Find each line below that contains the word "small" and copy those lines in full. Case counts.
================
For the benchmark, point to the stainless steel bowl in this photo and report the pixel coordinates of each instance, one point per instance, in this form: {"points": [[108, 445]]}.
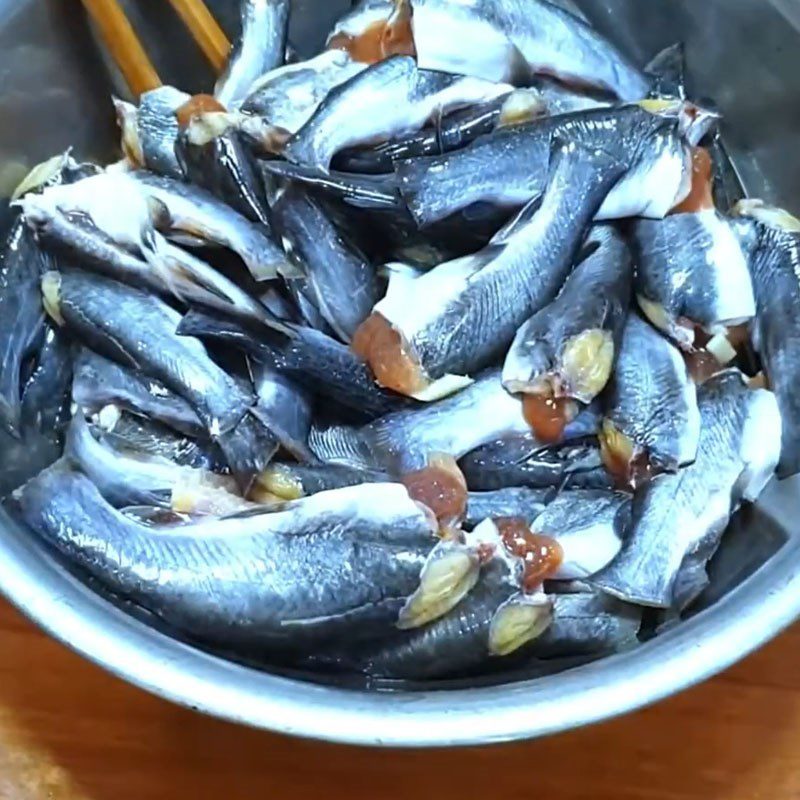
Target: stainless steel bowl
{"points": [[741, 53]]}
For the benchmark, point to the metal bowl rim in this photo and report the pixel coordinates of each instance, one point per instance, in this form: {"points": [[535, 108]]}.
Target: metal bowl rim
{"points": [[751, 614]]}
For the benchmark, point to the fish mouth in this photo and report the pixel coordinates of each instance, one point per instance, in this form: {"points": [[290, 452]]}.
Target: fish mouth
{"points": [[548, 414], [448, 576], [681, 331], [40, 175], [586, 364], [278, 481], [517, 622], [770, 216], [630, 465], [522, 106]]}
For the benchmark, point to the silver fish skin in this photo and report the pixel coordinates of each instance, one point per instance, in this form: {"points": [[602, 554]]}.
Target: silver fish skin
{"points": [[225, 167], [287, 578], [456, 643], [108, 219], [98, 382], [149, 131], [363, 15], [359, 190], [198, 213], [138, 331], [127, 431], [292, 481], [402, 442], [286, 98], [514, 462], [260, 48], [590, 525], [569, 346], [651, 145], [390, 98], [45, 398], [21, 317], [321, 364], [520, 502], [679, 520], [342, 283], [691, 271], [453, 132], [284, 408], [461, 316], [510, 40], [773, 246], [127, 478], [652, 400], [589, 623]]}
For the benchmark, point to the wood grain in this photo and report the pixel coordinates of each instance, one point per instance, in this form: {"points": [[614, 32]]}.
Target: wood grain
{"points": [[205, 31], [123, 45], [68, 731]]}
================
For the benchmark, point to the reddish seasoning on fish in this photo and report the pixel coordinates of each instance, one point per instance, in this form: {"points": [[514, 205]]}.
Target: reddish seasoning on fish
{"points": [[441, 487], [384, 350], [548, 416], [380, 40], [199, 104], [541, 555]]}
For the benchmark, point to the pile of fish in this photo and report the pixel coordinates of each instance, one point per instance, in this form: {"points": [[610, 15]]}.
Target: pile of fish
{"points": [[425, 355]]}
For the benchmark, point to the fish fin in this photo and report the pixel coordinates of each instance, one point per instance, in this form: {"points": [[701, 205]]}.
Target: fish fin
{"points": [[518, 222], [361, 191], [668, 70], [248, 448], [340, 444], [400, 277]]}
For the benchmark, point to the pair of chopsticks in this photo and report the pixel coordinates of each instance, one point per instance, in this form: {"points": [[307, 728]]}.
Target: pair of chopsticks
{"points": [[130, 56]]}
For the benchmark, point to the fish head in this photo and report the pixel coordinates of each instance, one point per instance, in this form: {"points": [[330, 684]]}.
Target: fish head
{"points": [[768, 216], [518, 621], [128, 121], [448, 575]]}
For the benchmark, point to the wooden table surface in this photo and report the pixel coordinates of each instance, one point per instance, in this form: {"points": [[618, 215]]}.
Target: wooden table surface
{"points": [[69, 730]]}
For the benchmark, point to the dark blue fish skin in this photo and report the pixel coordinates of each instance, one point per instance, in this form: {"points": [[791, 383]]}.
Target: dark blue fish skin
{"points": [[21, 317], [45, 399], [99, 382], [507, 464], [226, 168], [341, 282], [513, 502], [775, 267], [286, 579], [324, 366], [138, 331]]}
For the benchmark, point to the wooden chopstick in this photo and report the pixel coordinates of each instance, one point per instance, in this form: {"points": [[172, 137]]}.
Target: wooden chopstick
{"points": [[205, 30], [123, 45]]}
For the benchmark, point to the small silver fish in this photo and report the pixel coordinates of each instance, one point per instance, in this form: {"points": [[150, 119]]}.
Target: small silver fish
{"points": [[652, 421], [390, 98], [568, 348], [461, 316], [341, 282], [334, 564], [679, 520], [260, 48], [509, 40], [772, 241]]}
================
_EXPECTED OUTPUT_:
For the benchmark, point to the small silver fish in this photo and report the pixel coordinates of each instance, one point per instance, in this form: {"points": [[150, 119]]}.
Target: small silver fish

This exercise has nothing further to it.